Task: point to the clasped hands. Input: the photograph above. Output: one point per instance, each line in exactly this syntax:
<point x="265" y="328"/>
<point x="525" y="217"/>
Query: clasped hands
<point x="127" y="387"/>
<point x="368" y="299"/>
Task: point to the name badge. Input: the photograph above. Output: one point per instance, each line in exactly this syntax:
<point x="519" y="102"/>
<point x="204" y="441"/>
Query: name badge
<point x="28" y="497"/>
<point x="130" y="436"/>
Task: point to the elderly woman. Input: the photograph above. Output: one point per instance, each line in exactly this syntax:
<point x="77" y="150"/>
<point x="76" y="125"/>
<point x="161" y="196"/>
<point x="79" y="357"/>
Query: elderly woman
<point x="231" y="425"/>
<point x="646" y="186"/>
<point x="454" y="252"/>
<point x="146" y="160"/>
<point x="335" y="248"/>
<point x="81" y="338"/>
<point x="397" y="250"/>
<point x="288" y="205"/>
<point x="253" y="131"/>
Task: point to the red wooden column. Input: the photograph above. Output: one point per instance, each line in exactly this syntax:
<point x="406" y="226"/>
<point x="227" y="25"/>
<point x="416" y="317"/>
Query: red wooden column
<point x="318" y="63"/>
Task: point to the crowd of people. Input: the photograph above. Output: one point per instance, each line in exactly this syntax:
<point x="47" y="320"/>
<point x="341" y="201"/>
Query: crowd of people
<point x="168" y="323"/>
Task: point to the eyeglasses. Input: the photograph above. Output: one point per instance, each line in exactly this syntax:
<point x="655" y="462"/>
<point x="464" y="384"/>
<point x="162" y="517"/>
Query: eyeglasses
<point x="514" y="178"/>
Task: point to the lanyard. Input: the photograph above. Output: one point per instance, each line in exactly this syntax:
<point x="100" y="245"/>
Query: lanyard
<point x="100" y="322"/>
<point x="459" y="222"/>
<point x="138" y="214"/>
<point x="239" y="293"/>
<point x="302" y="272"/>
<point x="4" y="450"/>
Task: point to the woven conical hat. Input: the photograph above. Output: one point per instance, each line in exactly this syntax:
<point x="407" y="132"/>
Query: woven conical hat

___

Task description: Whenever the word "conical" appears in a line of the listing, copy out that line.

Answer space:
Task: point to the woven conical hat. Input: the photograph above. Output: one point per instance, each line in exactly this syntax:
Query: woven conical hat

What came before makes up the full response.